» WORK TO BE COMPLETED: Turn the lines of each record below into a numbered list, leaving out any blank lines.
━━━ WORKING DATA
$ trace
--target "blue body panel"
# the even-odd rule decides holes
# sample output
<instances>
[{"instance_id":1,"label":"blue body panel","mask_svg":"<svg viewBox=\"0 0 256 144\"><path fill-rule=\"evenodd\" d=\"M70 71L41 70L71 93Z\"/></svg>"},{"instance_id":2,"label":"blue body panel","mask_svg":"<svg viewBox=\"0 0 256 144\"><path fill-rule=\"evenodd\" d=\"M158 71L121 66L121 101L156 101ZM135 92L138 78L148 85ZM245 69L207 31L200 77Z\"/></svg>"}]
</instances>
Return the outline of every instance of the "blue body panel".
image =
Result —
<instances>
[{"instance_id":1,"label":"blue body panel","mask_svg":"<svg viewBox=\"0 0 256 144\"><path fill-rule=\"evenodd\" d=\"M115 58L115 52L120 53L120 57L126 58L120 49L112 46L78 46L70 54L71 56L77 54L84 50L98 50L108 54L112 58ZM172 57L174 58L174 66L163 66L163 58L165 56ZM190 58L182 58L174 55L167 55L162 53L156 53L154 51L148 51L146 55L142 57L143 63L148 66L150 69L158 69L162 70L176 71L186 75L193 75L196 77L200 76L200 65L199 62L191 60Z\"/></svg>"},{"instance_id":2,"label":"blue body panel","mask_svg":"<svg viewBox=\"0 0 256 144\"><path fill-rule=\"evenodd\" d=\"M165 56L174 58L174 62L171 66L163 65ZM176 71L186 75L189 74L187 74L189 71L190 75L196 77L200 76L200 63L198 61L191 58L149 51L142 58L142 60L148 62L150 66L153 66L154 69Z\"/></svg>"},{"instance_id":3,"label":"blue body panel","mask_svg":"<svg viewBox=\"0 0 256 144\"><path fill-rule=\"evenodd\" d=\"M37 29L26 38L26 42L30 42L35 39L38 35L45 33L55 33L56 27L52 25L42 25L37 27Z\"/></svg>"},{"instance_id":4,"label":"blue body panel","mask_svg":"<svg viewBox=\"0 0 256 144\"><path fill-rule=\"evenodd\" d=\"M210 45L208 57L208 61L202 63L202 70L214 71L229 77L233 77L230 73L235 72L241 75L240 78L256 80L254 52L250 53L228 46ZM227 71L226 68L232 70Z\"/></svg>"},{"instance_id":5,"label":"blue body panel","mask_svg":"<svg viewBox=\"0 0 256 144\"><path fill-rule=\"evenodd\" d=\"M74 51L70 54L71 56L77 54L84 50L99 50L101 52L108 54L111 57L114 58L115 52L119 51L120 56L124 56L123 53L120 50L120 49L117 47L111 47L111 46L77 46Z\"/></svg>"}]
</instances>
━━━━━━
» FINISHED ANSWER:
1. $ trace
2. --target "blue body panel"
3. # the even-odd rule decides holes
4. # sample output
5. <instances>
6. [{"instance_id":1,"label":"blue body panel","mask_svg":"<svg viewBox=\"0 0 256 144\"><path fill-rule=\"evenodd\" d=\"M70 71L41 70L71 93Z\"/></svg>"},{"instance_id":2,"label":"blue body panel","mask_svg":"<svg viewBox=\"0 0 256 144\"><path fill-rule=\"evenodd\" d=\"M158 71L121 66L121 101L156 101ZM135 92L138 78L148 85ZM245 69L207 31L200 77Z\"/></svg>"}]
7. </instances>
8. Return the outline of every instance of the "blue body panel".
9. image =
10. Result —
11. <instances>
12. [{"instance_id":1,"label":"blue body panel","mask_svg":"<svg viewBox=\"0 0 256 144\"><path fill-rule=\"evenodd\" d=\"M115 58L115 52L120 53L120 57L126 58L120 49L112 46L78 46L70 54L71 56L77 54L84 50L98 50L108 54L112 58ZM172 57L174 58L174 66L163 66L163 58L165 56ZM190 58L182 58L174 55L167 55L162 53L156 53L154 51L148 51L146 55L142 57L143 63L148 66L150 69L158 69L162 70L176 71L186 75L193 75L196 77L200 76L200 65L199 62L191 60Z\"/></svg>"},{"instance_id":2,"label":"blue body panel","mask_svg":"<svg viewBox=\"0 0 256 144\"><path fill-rule=\"evenodd\" d=\"M165 56L174 58L174 62L171 66L163 65ZM176 71L186 75L189 74L187 74L189 71L190 75L196 77L200 76L200 63L198 61L191 58L149 51L142 58L142 60L148 62L150 66L153 66L154 69Z\"/></svg>"},{"instance_id":3,"label":"blue body panel","mask_svg":"<svg viewBox=\"0 0 256 144\"><path fill-rule=\"evenodd\" d=\"M37 29L26 38L26 42L30 42L35 39L38 35L45 33L55 33L56 27L52 25L42 25L37 27Z\"/></svg>"},{"instance_id":4,"label":"blue body panel","mask_svg":"<svg viewBox=\"0 0 256 144\"><path fill-rule=\"evenodd\" d=\"M210 45L208 57L208 61L202 63L202 70L214 71L229 77L233 77L230 73L235 72L241 75L240 78L256 80L254 52L250 53L228 46ZM227 71L226 68L232 70Z\"/></svg>"},{"instance_id":5,"label":"blue body panel","mask_svg":"<svg viewBox=\"0 0 256 144\"><path fill-rule=\"evenodd\" d=\"M74 51L70 54L71 56L77 54L84 50L99 50L101 52L108 54L111 57L114 58L115 52L119 51L120 56L124 56L123 53L120 50L120 49L117 47L111 47L111 46L77 46Z\"/></svg>"}]
13. </instances>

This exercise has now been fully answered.